• _Actions to take_:
1. In the sentence-ordering practice text, at what age did Roger Federer become the oldest man to win the singles title in the Open Era?
2. Continue the sentence-ordering practice text from the point where it ends.

The five sentences (labelled 1, 2, 3, 4, 5) given in
this question, when properly sequenced, form a
coherent paragraph. Each sentence is labelled with
a number. Decide on the proper order for the
sentences and key in this sequence of five numbers
as your answer.
(1) Johnson treated English very practically, as a
living language, with many different shades of
meaning and adopted his definitions on the
principle of English common law - according to
precedent.
(2) Masking a profound inner torment, Johnson
found solace in compiling the words of a
language that was, in its coarse complexity and
comprehensive genius, the precise analogue of
his character.
(3) Samuel Johnson was a pioneer who raised
common sense to heights of genius, and a man
of robust popular instincts whose watchwords
were clarity, precision and simplicity.
(4) The 18th century English reader, in the new
world of global trade and global warfare, needed
a dictionary with authoritative acts of definition
of words of a language that was becoming
seeded throughout the first British empire by a
vigorous and practical champion.
(5) The Johnson who challenged Bishop Berkeley’s
solipsist theory of the nonexistence of matter by
kicking a large stone (“I refute it thus”) is the
same Johnson for whom language must have a
daily practical use.
Five sentences related to a topic are given below.
Four of them can be put together to form a
meaningful and coherent short paragraph. Identify
the odd one out.
(1) Although we are born with the gift of language,
research shows that we are surprisingly unskilled
when it comes to communicating with others.
(2) We must carefully orchestrate our speech if we
want to achieve our goals and bring our dreams
to fruition.
(3) We often choose our words without thought,
oblivious of the emotional effects they can have
on others.
(4) We talk more than we need to, ignoring the effect
we are having on those listening to us.
(5) We listen poorly, without realising it, and we often
fail to pay attention to the subtle meanings
conveyed by facial expressions, body gestures,
and the tone and cadence of our voice.
Five sentences related to a topic are given below.
Four of them can be put together to form a
meaningful and coherent short paragraph. Identify
the odd one out.
(1) Over the past fortnight, one of its finest
champions managed to pull off a similar
impression.
(2) Wimbledon’s greatest illusion is the sense of
timelessness it evokes.
(3) At 35 years and 342 days, Roger Federer
became the oldest man to win the singles title in
the Open Era – a full 14 years after he first
claimed the title as a scruffy, pony-tailed upstart.
(4) Once he had survived the opening week, the
second week witnessed the range of a rested
Federer’s genius.
(5) Given that his method isn’t reliant on explosive
athleticism or muscular ball-striking, both
vulnerable to decay, there is cause to believe
that Federer will continue to enchant for a while
longer.
Five sentences related to a topic are given below.
Four of them can be put together to form a
meaningful and coherent short paragraph. Identify
the odd one out.

• _Excerpted records_:
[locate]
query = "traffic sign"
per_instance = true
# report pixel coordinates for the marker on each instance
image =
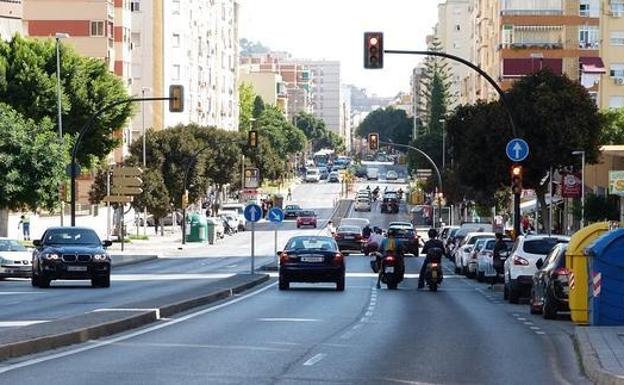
(127, 181)
(253, 212)
(127, 171)
(117, 199)
(517, 150)
(124, 190)
(276, 215)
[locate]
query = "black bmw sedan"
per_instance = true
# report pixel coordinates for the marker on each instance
(311, 259)
(70, 253)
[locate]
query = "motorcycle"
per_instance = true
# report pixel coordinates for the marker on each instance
(433, 272)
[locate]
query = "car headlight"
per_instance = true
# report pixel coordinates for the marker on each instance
(100, 257)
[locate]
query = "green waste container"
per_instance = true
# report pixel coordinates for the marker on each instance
(211, 225)
(196, 228)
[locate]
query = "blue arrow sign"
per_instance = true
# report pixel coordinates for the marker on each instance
(253, 212)
(276, 215)
(517, 150)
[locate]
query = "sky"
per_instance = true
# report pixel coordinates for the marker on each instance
(333, 30)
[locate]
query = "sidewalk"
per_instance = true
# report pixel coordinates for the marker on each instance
(601, 350)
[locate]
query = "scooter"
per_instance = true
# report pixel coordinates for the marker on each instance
(433, 272)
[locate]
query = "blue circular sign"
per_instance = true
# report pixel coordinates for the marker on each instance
(253, 212)
(517, 150)
(276, 215)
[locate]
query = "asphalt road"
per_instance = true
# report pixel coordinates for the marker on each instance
(463, 334)
(23, 304)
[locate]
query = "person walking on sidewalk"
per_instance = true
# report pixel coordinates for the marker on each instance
(25, 224)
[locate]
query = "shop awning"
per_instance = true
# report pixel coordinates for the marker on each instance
(522, 67)
(592, 65)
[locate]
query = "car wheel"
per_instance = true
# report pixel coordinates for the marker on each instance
(549, 308)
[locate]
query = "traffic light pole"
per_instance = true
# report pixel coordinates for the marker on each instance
(83, 132)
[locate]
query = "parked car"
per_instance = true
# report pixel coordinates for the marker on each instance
(334, 177)
(70, 253)
(349, 237)
(362, 203)
(311, 259)
(306, 218)
(291, 211)
(549, 293)
(520, 266)
(15, 259)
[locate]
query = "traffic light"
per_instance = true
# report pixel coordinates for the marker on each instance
(516, 179)
(373, 50)
(252, 138)
(176, 98)
(373, 141)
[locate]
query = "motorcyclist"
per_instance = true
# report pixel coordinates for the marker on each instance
(390, 244)
(432, 243)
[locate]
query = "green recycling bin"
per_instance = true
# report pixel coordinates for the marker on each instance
(211, 225)
(196, 228)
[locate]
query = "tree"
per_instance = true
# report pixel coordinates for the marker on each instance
(32, 163)
(393, 125)
(246, 99)
(28, 84)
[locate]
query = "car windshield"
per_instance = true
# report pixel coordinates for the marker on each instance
(11, 245)
(540, 246)
(71, 236)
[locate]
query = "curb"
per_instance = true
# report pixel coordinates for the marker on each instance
(590, 363)
(135, 320)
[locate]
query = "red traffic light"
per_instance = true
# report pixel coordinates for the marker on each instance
(373, 50)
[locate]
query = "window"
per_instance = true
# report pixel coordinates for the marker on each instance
(616, 38)
(97, 28)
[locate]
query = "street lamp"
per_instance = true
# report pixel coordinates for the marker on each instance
(582, 154)
(58, 36)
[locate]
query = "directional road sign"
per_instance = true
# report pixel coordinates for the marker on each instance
(276, 215)
(253, 212)
(517, 150)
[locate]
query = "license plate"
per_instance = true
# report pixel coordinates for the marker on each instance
(312, 259)
(76, 268)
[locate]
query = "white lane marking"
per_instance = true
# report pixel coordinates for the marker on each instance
(315, 359)
(289, 320)
(199, 346)
(168, 277)
(16, 324)
(96, 344)
(155, 310)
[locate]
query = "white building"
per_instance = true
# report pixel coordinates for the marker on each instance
(197, 47)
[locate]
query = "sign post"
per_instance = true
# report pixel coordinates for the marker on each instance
(253, 213)
(276, 216)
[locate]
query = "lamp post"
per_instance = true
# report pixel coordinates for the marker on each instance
(582, 154)
(58, 36)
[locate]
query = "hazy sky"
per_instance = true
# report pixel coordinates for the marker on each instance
(333, 30)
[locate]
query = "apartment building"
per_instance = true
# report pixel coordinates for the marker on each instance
(10, 18)
(197, 46)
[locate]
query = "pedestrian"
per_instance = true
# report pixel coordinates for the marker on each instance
(25, 224)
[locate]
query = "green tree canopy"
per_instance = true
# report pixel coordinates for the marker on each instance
(28, 84)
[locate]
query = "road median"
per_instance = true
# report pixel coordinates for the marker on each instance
(106, 322)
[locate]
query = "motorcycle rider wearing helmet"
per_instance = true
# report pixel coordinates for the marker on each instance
(432, 243)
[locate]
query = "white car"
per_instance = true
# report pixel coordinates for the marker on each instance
(464, 252)
(362, 204)
(15, 259)
(520, 265)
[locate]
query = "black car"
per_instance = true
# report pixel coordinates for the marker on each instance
(549, 293)
(71, 253)
(291, 211)
(311, 259)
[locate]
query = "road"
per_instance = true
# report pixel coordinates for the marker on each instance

• _Written answers_:
1. 35 years and 342 days

2.
(1) Those geometric symbols and aerodynamic
swooshes are more than just skin deep.
(2) The Commonwealth Bank logo - a yellow
diamond, with a black chunk sliced out in one
corner - is so recognisable that the bank doesn’t
even use its full name in its advertising.
(3) It’s not just logos with hidden shapes; sometimes
brands will have meanings or stories within them
that are deliberately vague or lost in time, urging
you to delve deeper to solve the riddle.
(4) Graphic designers embed cryptic references
because it adds a story to the brand; they want
people to spend more time with a brand and
have that idea that they are an insider if they
can understand the hidden message
(5) But the CommBank logo has more to it than
meets the eye, as squirrelled away in that
diamond is the Southern Cross constellation.
Five jumbled up sentences, related to a topic, are given below. Four of them can be put together to form a coherent paragraph. Identify the odd one out and key in the number of the sentence as your answer:
1. The care with which philosophers examine arguments for and against forms of biotechnology makes this an excellent primer on formulating and assessing moral arguments.
2. Although most people find at least some forms of genetic engineering disquieting, it is not easy to articulate why: what is wrong with re-engineering our nature?
3. Breakthroughs in genetics present us with the promise that we will soon be able to prevent a host of debilitating diseases, and the predicament that our newfound genetic knowledge may enable us to enhance our genetic traits.
4. To grapple with the ethics of enhancement, we need to confront questions that verge on theology, which is why modern philosophers and political theorists tend to shrink from them.
5. One argument is that the drive for human perfection through genetics is objectionable as it represents a bid for mastery that fails to appreciate the gifts of human powers and achievements.
The four sentences (labelled 1, 2, 3 and 4) below, when properly sequenced would yield a coherent paragraph. Decide on the proper sequencing of the order of the sentences and key in the sequence of the four numbers as your answer:
1. The US has long maintained that the Northwest Passage is an international strait through which its commercial and military vessels have the right to pass without seeking Canada’s permission.
2. Canada, which officially acquired the group of islands forming the Northwest Passage in 1880, claims sovereignty over all the shipping routes through the Passage.
3. The dispute could be transitory, however, as scientists speculate that the entire Arctic Ocean will soon be ice-free in summer, so ship owners will not have to ask for permission to sail through any of the Northwest Passage routes.
4. The US and Canada have never legally settled the question of access through the Passage, but have an agreement whereby the US needs to seek Canada’s consent for any transit.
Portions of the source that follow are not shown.